● Exercise prompt: Copy all of the data below word for word, from the first line to the last, and leave the pictures out.
== Input rows
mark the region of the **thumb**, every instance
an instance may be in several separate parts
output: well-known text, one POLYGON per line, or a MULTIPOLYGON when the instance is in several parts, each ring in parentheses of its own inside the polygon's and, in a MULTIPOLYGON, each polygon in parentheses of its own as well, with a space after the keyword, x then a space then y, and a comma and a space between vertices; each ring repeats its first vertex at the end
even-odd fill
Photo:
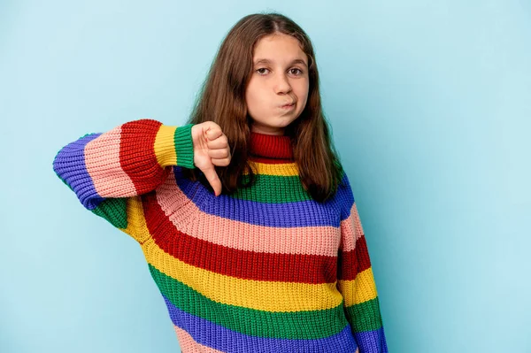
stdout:
POLYGON ((212 165, 212 166, 205 168, 203 171, 203 173, 204 174, 206 180, 214 189, 214 194, 216 195, 216 196, 221 194, 221 180, 219 180, 219 177, 218 177, 218 173, 216 173, 214 165, 212 165))

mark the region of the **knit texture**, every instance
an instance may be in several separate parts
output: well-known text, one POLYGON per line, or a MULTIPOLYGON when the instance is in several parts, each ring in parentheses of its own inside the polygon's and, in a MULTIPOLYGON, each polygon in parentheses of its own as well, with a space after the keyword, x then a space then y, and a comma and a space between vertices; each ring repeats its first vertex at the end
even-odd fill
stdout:
POLYGON ((53 161, 87 210, 140 244, 182 352, 387 352, 346 173, 315 202, 289 138, 253 132, 256 184, 216 197, 182 174, 196 168, 191 127, 129 121, 53 161))

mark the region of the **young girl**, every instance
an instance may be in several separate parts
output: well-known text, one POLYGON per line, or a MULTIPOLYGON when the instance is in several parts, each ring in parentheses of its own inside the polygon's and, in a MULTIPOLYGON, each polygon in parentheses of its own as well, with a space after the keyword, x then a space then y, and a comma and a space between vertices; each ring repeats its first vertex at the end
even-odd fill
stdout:
POLYGON ((235 25, 186 125, 86 134, 53 169, 138 242, 183 352, 388 351, 313 49, 290 19, 235 25))

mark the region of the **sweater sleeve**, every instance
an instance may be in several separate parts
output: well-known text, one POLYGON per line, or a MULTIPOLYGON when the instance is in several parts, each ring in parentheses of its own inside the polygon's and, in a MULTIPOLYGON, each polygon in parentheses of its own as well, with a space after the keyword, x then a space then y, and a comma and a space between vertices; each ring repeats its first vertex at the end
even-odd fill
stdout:
POLYGON ((58 152, 53 170, 85 209, 142 242, 140 196, 164 182, 170 165, 195 168, 192 126, 142 119, 88 134, 58 152))
POLYGON ((376 284, 365 233, 349 179, 342 193, 344 208, 341 221, 337 287, 359 353, 387 353, 376 284))

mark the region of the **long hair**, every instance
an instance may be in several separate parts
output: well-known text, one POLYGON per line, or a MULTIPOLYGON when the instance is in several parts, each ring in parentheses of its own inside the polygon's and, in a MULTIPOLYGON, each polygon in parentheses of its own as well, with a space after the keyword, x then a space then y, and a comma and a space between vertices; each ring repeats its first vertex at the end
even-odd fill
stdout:
MULTIPOLYGON (((308 56, 310 82, 306 106, 299 117, 286 127, 284 134, 290 137, 304 188, 312 199, 324 202, 335 194, 342 169, 322 111, 312 42, 289 18, 275 12, 255 13, 243 17, 230 29, 218 50, 188 123, 213 121, 227 137, 232 150, 231 162, 227 166, 215 166, 222 193, 231 194, 238 188, 253 184, 255 173, 248 161, 252 119, 248 114, 245 90, 253 72, 256 43, 276 33, 296 38, 308 56), (242 178, 244 174, 248 177, 242 178)), ((194 180, 199 180, 212 191, 200 170, 185 168, 183 173, 194 180)))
====
● Response:
mark the region of the **thumb**, every instance
an instance may be in several separate parts
output: well-known text, one POLYGON per line, or a MULTIPOLYGON when the instance is in several parts, each ring in parentheses of its own inside the polygon's and, in a MULTIPOLYGON, each polygon in parentheses of its own as well, with a space after the keyword, x then a space then y, and a comma and a space between vertices; each ring repeats its first vertex at the end
even-odd fill
Photo:
stdout:
POLYGON ((212 165, 212 166, 205 168, 203 171, 203 173, 204 174, 206 180, 214 189, 214 194, 216 195, 216 196, 221 194, 221 180, 219 180, 219 177, 218 177, 218 173, 216 173, 214 165, 212 165))

mark the region of the **knit texture**, every instance
an instance may be in several separate parts
output: well-known text, one POLYGON per line, or a MULTIPOLYGON when the instance is in several parts, each ring in parentheses of its own inside the polygon's and, in a MULTIPOLYGON, each polygon in parentheses of its own as well, with a space after the keyword, x then a space then y, and a comma and a space between vertices; each ring repeats its first vertex at the end
even-odd fill
stdout:
POLYGON ((53 161, 87 210, 140 244, 182 352, 387 352, 346 173, 315 202, 289 138, 253 132, 256 184, 216 197, 182 174, 196 168, 191 127, 129 121, 53 161))

mark the region of the **young girl**, every instance
an instance may be in several separate parts
output: well-known text, one POLYGON per line, or a MULTIPOLYGON when the instance is in several parts, each ring in parentheses of its own inside the polygon's and, in a MULTIPOLYGON, each polygon in parentheses of its own as well, with a space after the keyword, x then a space then y, and a comma and a space between vertices; each ring repeats its first vertex at the end
even-odd fill
stdout:
POLYGON ((235 25, 186 125, 86 134, 53 169, 138 242, 183 352, 388 351, 313 49, 290 19, 235 25))

mark the region of the **sweater sleeve**, every instance
an instance may be in several separate parts
output: well-known text, one POLYGON per line, or a MULTIPOLYGON when the instance is in several parts, each ring in parentheses of its own inside the polygon's and, in a MULTIPOLYGON, each polygon in parentheses of its own as well, with a space after the keyword, x then a space then y, and a comma and a space between vertices; each ring repeats its first vertex at the end
even-odd fill
stdout:
POLYGON ((58 152, 53 170, 85 209, 142 242, 140 196, 164 182, 170 165, 195 168, 192 126, 142 119, 88 134, 58 152))
POLYGON ((376 284, 365 233, 349 179, 342 193, 344 208, 341 221, 337 287, 359 353, 387 353, 376 284))

mark the region of the **long hair**, every instance
an instance may be in several separate parts
output: well-known text, one POLYGON per line, or a MULTIPOLYGON when the instance is in several parts, each ring in parentheses of its own inside the polygon's and, in a MULTIPOLYGON, each polygon in parentheses of its own as well, with a space after the keyword, x then a space then y, and a comma and a space between vertices; each ring repeats its first vertex at the end
even-odd fill
stdout:
MULTIPOLYGON (((308 56, 310 82, 306 106, 299 117, 286 127, 284 134, 290 137, 304 188, 312 199, 324 202, 335 194, 342 169, 322 111, 312 42, 289 18, 275 12, 255 13, 243 17, 230 29, 218 50, 188 123, 213 121, 227 137, 232 150, 231 162, 227 166, 215 166, 222 193, 231 194, 238 188, 253 184, 255 173, 248 161, 252 119, 248 114, 245 90, 253 72, 256 43, 276 33, 296 38, 308 56), (242 178, 244 174, 248 177, 242 178)), ((194 180, 199 180, 212 191, 200 170, 185 168, 183 173, 194 180)))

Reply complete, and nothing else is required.